What you will do:
Print the section of the talk abstracts below starting at "Bio: Kirsten Mayer" and ending at "Sciences from CSU.", with no changes.

Abstract: Within the field of atmospheric science, there is a common notion that neural networks are ‘black boxes’ or uninterpretable. However, recent advances in neural network interpretability allow for scientists to see into the ‘black box’ and thus, gain scientific insight into non-linear relationships. Here, we demonstrate the ability of a simple artificial neural network to predict midlatitude circulation on subseasonal timescales (2-5 weeks) using tropical storminess over the Indian and western Pacific Oceans. In addition, we utilize the interpretability technique known as layer-wise relevance propagation (LRP) to uncover favorable tropical conditions for subseasonal prediction.

Bio: Kirsten Mayer is a PhD student at Colorado State University (CSU) advised by Elizabeth Barnes. For her PhD work, she applies machine learning techniques to find and better understand favorable tropical conditions for subseasonal (2-5 weeks) prediction of the midlatitudes. Her broader interests include tropical-extratropical teleconnections, subseasonal to seasonal prediction as well as machine learning and its interpretability. Kirsten received a B.S. in Atmospheric and Oceanic Sciences from the University of Wisconsin-Madison and an M.S. in Atmospheric Sciences from CSU.

"Causal inference and causal discovery to study teleconnection pathways"

Abstract: Teleconnections refer to recurrent large-scale pressure patterns with low-frequency variability, connecting far-away geographical regions. They reflect modifications of atmospheric circulation affecting e.g. the position of the jet stream, storm track intensity or Monsoon strength and thus have a strong impact on our weather. However, extracting the physically relevant teleconnection pathways from observation or model data remains challenging. One major issue is to separate the signal from the noise given large internal atmospheric variability. This is compounded by varying dimensions in space and time and competing effects of different processes. Here, we discuss how novel data-driven causal methods beyond the commonly adopted correlation techniques can help to overcome some of these current limitations. We give an overview of causal inference frameworks and identify promising application cases common in climate science.

Bio: Marlene Kretschmer is a Postdoctoral Research Assistant (ACRCC) in the Department of Meteorology at the University of Reading. She earned a PhD in Climate Physics from the Potsdam Institute for Climate Impact Research & Potsdam University in 2018 , dissertation title: "Disentangling Causal Pathways of the Stratospheric Polar Vortex - A Machine Learning Approach" and an MSc in Mathematics at Humboldt University Berlin in 2014.

"Explaining Deep Learning Classification of Future Convective Storms"

Abstract: Deep convolutional neural networks (CNNs) can skillfully perform classification tasks because they can capture nonlinear and spatially invariant relationships among input features. CNNs have already proven skillful in atmospheric and climate science applications, including predictions of phenomena of varying temporal scales, such as severe thunderstorms and climate oscillations. However, as the climate continues to change, it is possible that extreme atmospheric and climate events will not be captured by deep learning models since the environmental conditions can change substantially from those in the past that were used for training the models. Here we evaluate the ability of a deep CNN to generalize and capture outlier convective storms of a future and warmer climate.

Dataset excerpts:
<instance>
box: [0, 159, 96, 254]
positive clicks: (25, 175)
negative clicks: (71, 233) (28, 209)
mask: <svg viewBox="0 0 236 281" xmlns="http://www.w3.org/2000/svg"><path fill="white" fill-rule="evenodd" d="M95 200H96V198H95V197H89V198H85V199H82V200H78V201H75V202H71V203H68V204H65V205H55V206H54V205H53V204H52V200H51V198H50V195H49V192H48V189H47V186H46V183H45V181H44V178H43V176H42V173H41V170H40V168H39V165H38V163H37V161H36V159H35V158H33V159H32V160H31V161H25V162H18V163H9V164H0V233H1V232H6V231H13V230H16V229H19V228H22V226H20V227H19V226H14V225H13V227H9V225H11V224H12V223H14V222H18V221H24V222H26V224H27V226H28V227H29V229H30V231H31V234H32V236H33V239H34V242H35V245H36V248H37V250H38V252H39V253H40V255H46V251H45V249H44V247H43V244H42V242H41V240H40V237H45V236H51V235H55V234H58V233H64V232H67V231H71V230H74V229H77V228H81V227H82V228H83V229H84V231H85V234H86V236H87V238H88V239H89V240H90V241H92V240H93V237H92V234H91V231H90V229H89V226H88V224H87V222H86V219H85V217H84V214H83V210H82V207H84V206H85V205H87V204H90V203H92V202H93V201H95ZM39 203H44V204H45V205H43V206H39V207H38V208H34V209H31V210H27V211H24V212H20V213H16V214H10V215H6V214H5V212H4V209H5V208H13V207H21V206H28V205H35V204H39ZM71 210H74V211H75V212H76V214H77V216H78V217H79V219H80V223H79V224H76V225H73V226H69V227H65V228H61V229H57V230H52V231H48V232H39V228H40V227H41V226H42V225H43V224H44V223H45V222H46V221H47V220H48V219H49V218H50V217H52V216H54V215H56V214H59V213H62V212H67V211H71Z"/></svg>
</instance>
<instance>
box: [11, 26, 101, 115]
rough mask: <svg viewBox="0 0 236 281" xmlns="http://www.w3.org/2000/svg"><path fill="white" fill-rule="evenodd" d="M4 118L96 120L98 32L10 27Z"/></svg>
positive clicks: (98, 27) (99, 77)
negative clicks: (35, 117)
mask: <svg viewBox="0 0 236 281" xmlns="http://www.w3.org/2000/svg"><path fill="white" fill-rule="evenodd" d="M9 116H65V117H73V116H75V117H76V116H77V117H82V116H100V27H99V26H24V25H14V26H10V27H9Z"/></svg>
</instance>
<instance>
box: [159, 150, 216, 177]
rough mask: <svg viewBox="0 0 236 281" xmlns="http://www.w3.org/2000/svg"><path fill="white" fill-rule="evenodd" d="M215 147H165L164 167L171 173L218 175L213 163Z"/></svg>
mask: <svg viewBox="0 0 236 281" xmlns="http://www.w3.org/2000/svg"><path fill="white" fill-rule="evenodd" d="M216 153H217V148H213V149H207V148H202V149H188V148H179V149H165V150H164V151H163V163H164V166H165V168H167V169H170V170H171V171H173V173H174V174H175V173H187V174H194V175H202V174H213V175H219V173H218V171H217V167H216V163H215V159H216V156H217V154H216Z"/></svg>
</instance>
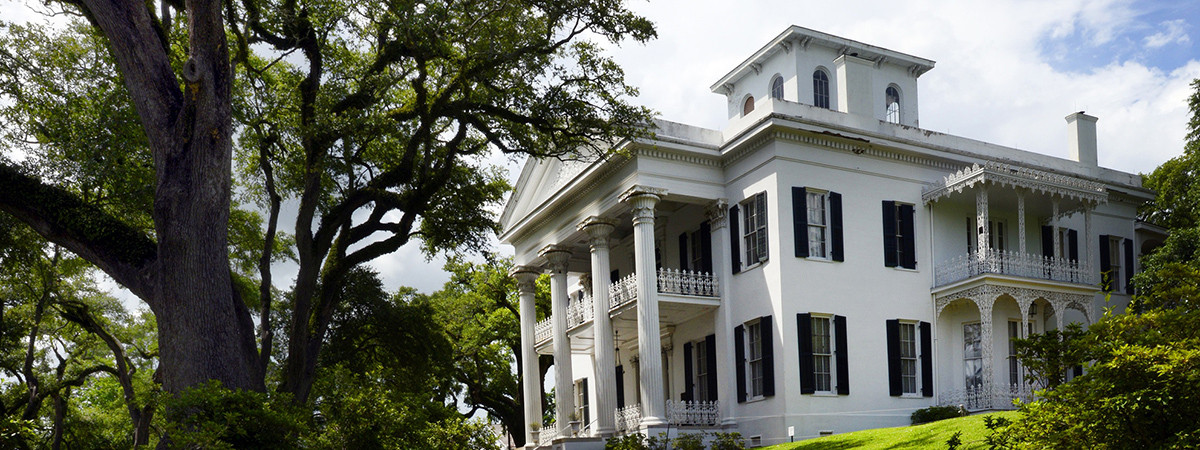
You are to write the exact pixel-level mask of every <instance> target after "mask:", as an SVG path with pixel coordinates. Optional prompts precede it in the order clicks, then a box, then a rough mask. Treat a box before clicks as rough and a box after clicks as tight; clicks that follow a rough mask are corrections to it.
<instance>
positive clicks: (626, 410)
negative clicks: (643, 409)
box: [617, 403, 642, 434]
mask: <svg viewBox="0 0 1200 450" xmlns="http://www.w3.org/2000/svg"><path fill="white" fill-rule="evenodd" d="M641 422H642V406H641V404H638V403H634V404H629V406H625V407H622V408H617V433H620V434H626V433H631V432H636V431H637V428H638V425H640V424H641Z"/></svg>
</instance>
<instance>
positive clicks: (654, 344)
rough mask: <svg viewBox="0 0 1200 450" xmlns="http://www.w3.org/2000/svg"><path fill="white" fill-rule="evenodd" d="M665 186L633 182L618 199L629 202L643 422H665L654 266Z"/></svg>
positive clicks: (643, 423) (658, 326)
mask: <svg viewBox="0 0 1200 450" xmlns="http://www.w3.org/2000/svg"><path fill="white" fill-rule="evenodd" d="M665 194H666V191H665V190H656V188H649V187H643V186H634V187H632V188H630V190H629V191H625V193H624V194H622V197H620V200H622V202H625V203H629V204H630V206H632V214H634V268H635V271H636V272H637V353H638V355H640V361H641V362H640V365H641V366H640V367H641V379H642V383H641V390H642V426H643V427H650V426H659V425H665V424H666V414H665V413H666V403H665V401H666V397H665V395H664V386H662V337H661V335H660V334H659V288H658V270H656V268H655V266H654V265H655V264H654V205H656V204H658V203H659V200H660V199H661V198H662V196H665Z"/></svg>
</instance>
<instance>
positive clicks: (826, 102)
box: [812, 70, 829, 109]
mask: <svg viewBox="0 0 1200 450" xmlns="http://www.w3.org/2000/svg"><path fill="white" fill-rule="evenodd" d="M812 104H814V106H816V107H817V108H826V109H829V76H827V74H826V73H824V71H822V70H817V71H816V72H812Z"/></svg>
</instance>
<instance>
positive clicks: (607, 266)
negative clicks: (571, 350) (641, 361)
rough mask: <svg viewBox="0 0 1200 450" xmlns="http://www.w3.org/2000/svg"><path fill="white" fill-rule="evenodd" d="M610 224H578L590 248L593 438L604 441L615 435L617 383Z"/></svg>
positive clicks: (615, 426) (615, 427)
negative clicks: (613, 324)
mask: <svg viewBox="0 0 1200 450" xmlns="http://www.w3.org/2000/svg"><path fill="white" fill-rule="evenodd" d="M613 228H614V227H613V223H612V222H610V221H607V220H604V218H600V217H589V218H588V220H586V221H583V223H580V229H582V230H583V232H586V233H587V234H588V236H589V238H590V240H589V241H588V244H590V245H592V307H593V313H592V317H593V330H594V334H595V346H594V347H593V350H594V353H593V358H594V362H593V366H594V367H593V370H594V371H595V374H594V376H593V379H594V380H595V386H596V427H595V436H599V437H602V438H607V437H611V436H613V434H614V433H616V432H617V424H616V416H614V414H616V412H617V382H616V380H614V379H613V378H614V377H616V374H614V370H616V367H617V362H616V359H614V358H613V348H614V344H613V340H612V319H611V318H610V317H608V287H610V284H611V282H610V281H608V270H610V262H608V234H611V233H612V230H613Z"/></svg>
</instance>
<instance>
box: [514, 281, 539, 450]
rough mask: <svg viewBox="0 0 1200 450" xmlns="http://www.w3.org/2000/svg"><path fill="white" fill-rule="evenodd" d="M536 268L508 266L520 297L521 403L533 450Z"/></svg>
mask: <svg viewBox="0 0 1200 450" xmlns="http://www.w3.org/2000/svg"><path fill="white" fill-rule="evenodd" d="M538 275H539V270H538V268H530V266H526V265H518V266H516V268H512V276H514V277H515V278H517V293H518V296H520V299H521V300H520V313H521V386H522V389H523V391H524V392H523V394H524V395H523V396H522V402H524V414H526V430H524V436H526V448H527V449H533V448H536V446H538V443H535V442H533V428H530V427H529V425H533V424H538V425H539V426H540V425H541V383H538V382H540V380H541V377H540V374H541V373H540V371H539V368H538V349H536V348H535V346H536V342H535V341H536V340H538V337H536V336H535V332H534V326H535V325H536V323H538V310H536V306H535V305H534V295H535V294H536V281H538Z"/></svg>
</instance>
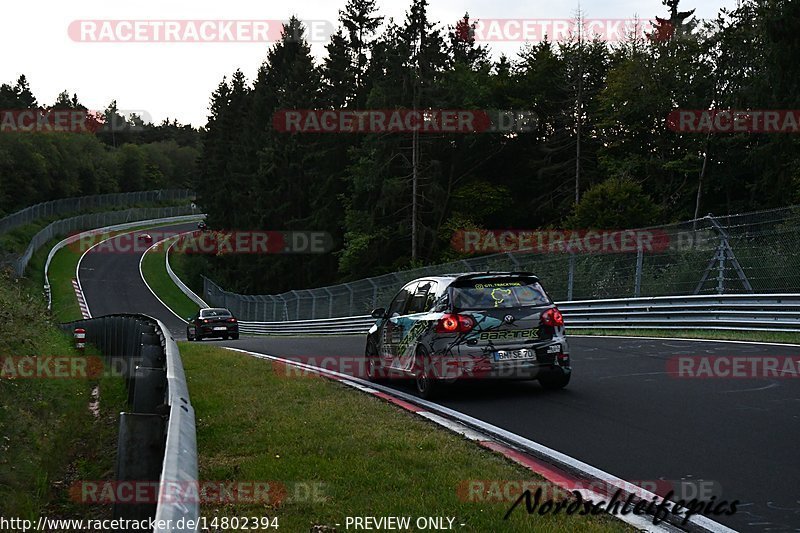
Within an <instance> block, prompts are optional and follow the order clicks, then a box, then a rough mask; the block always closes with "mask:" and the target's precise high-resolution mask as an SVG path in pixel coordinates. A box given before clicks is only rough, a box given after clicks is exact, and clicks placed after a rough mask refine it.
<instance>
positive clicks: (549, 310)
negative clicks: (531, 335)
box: [542, 307, 564, 327]
mask: <svg viewBox="0 0 800 533" xmlns="http://www.w3.org/2000/svg"><path fill="white" fill-rule="evenodd" d="M542 324H544V325H545V326H551V327H558V326H563V325H564V315H562V314H561V311H559V310H558V309H556V308H555V307H553V308H550V309H548V310H547V311H545V312H544V313H542Z"/></svg>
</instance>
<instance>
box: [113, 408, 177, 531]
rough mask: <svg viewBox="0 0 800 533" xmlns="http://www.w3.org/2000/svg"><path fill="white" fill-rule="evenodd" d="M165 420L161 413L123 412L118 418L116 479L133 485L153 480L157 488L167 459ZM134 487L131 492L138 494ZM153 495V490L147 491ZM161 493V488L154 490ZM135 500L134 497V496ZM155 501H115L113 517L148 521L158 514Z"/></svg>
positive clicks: (152, 482) (134, 499) (142, 491)
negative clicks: (133, 484) (123, 501)
mask: <svg viewBox="0 0 800 533" xmlns="http://www.w3.org/2000/svg"><path fill="white" fill-rule="evenodd" d="M163 447H164V421H163V419H162V417H161V416H159V415H143V414H137V413H122V414H120V418H119V444H118V448H117V466H116V472H117V475H116V479H117V482H125V481H130V482H133V483H134V484H141V483H142V482H152V483H153V484H154V486H155V487H158V478H159V475H160V473H161V464H162V462H163V458H164V451H163ZM137 492H139V491H136V490H135V488H134V489H133V490H132V491H131V493H132V494H136V493H137ZM142 492H145V493H149V494H152V493H153V491H149V490H145V491H142ZM155 493H156V494H158V490H155ZM134 500H135V498H134ZM157 503H158V499H157V498H156V501H144V502H136V501H133V502H131V503H115V504H114V509H113V511H112V514H113V516H114V518H125V519H128V520H147V519H148V518H150V517H154V516H155V514H156V506H157Z"/></svg>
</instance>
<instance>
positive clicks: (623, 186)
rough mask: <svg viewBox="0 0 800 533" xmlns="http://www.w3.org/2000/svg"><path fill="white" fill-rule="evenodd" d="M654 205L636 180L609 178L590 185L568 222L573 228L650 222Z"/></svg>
mask: <svg viewBox="0 0 800 533" xmlns="http://www.w3.org/2000/svg"><path fill="white" fill-rule="evenodd" d="M658 218H659V216H658V207H657V206H656V204H655V203H654V202H653V201H652V200H651V199H650V197H649V196H648V195H647V194H646V193H645V192H644V191H643V190H642V187H641V185H639V184H638V183H636V182H634V181H632V180H628V179H620V178H610V179H608V180H606V181H604V182H602V183H598V184H597V185H595V186H593V187H592V188H590V189H589V190H588V191H586V193H584V195H583V198H582V199H581V201H580V202H578V205H577V206H576V208H575V213H574V214H573V215H572V216H571V217H570V219H569V221H568V223H569V224H570V226H571V227H572V228H575V229H630V228H641V227H645V226H649V225H652V224H653V223H655V222H656V221H657V220H658Z"/></svg>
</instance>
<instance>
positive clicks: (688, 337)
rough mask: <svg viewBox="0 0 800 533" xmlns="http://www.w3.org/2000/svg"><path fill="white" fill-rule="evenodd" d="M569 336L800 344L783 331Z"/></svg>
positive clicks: (667, 332) (660, 332)
mask: <svg viewBox="0 0 800 533" xmlns="http://www.w3.org/2000/svg"><path fill="white" fill-rule="evenodd" d="M567 334H568V335H596V336H598V337H603V336H609V335H620V336H625V337H665V338H677V337H680V338H684V339H712V340H729V341H751V342H783V343H790V344H800V333H791V332H781V331H712V330H701V329H681V330H668V331H667V330H663V329H615V330H608V329H578V328H569V329H568V330H567Z"/></svg>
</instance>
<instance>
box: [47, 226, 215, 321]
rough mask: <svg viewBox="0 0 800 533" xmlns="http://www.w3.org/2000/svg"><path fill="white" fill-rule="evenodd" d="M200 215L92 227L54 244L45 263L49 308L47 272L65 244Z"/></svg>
mask: <svg viewBox="0 0 800 533" xmlns="http://www.w3.org/2000/svg"><path fill="white" fill-rule="evenodd" d="M115 212H117V211H115ZM199 217H200V215H181V216H169V217H165V218H155V219H150V220H136V221H135V222H125V223H123V224H115V225H113V226H106V227H104V228H97V229H92V230H88V231H83V232H81V233H78V234H75V235H70V236H69V237H67V238H66V239H64V240H62V241H61V242H59V243H58V244H56V245H55V246H53V247H52V248H51V249H50V253H49V254H47V261H46V262H45V265H44V292H45V295H46V296H47V309H51V307H52V295H51V292H50V280H49V278H48V274H47V273H48V270H49V268H50V263H51V262H52V260H53V257H54V256H55V255H56V253H57V252H58V251H59V250H60V249H62V248H64V247H65V246H67V245H69V244H71V243H73V242H76V241H79V240H80V239H82V238H83V237H85V236H86V235H92V234H102V233H106V232H109V231H117V230H123V229H129V228H135V227H138V226H142V225H145V224H147V225H149V224H161V223H167V222H188V221H191V220H196V219H198V218H199ZM48 240H49V239H48Z"/></svg>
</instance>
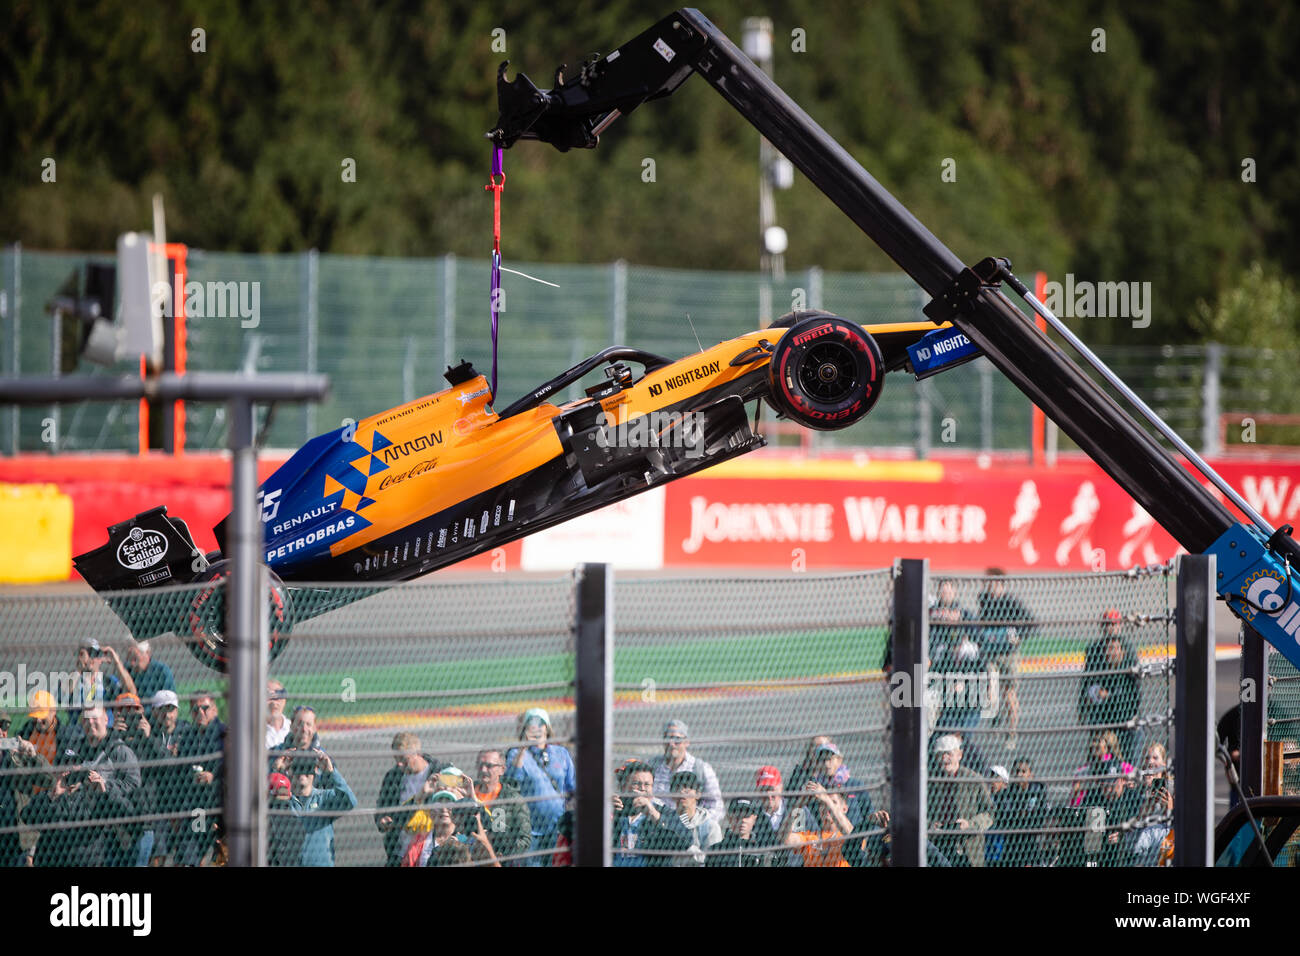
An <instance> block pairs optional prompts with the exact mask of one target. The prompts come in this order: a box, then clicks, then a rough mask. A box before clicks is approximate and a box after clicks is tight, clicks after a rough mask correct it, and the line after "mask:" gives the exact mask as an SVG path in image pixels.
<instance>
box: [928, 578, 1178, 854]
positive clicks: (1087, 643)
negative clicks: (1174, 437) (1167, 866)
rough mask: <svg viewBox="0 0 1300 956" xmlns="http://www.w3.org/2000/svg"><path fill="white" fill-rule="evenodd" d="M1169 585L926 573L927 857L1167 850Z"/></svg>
mask: <svg viewBox="0 0 1300 956" xmlns="http://www.w3.org/2000/svg"><path fill="white" fill-rule="evenodd" d="M1171 581H1173V566H1171V564H1170V566H1154V567H1149V568H1144V570H1143V568H1139V570H1135V571H1131V572H1117V574H1088V575H1057V576H1015V578H1009V576H998V575H991V576H941V575H933V576H932V579H931V583H932V587H933V591H935V594H933V604H932V606H931V610H930V626H931V632H930V657H931V670H930V675H931V682H930V693H931V700H930V701H927V704H928V705H930V708H931V726H932V727H933V732H932V735H931V747H930V752H931V758H930V760H931V766H930V771H928V773H930V783H928V814H930V817H928V818H930V847H928V852H930V856H931V861H932V864H937V865H953V866H1027V865H1028V866H1050V865H1057V866H1083V865H1097V866H1144V865H1156V864H1158V862H1162V861H1164V860H1166V858H1169V852H1170V849H1169V845H1166V844H1165V836H1166V835H1167V834H1169V829H1170V822H1171V812H1173V803H1171V800H1173V792H1174V791H1173V771H1171V767H1170V756H1171V754H1173V726H1174V724H1173V666H1171V665H1173V652H1174V648H1173V643H1174V607H1173V596H1171Z"/></svg>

Exercise answer:
Bio: Kirsten Mayer is a PhD student at Colorado State University (CSU) advised by Elizabeth Barnes. For her PhD work, she applies machine learning techniques to find and better understand favorable tropical conditions for subseasonal (2-5 weeks) prediction of the midlatitudes. Her broader interests include tropical-extratropical teleconnections, subseasonal to seasonal prediction as well as machine learning and its interpretability. Kirsten received a B.S. in Atmospheric and Oceanic Sciences from the University of Wisconsin-Madison and an M.S. in Atmospheric Sciences from CSU.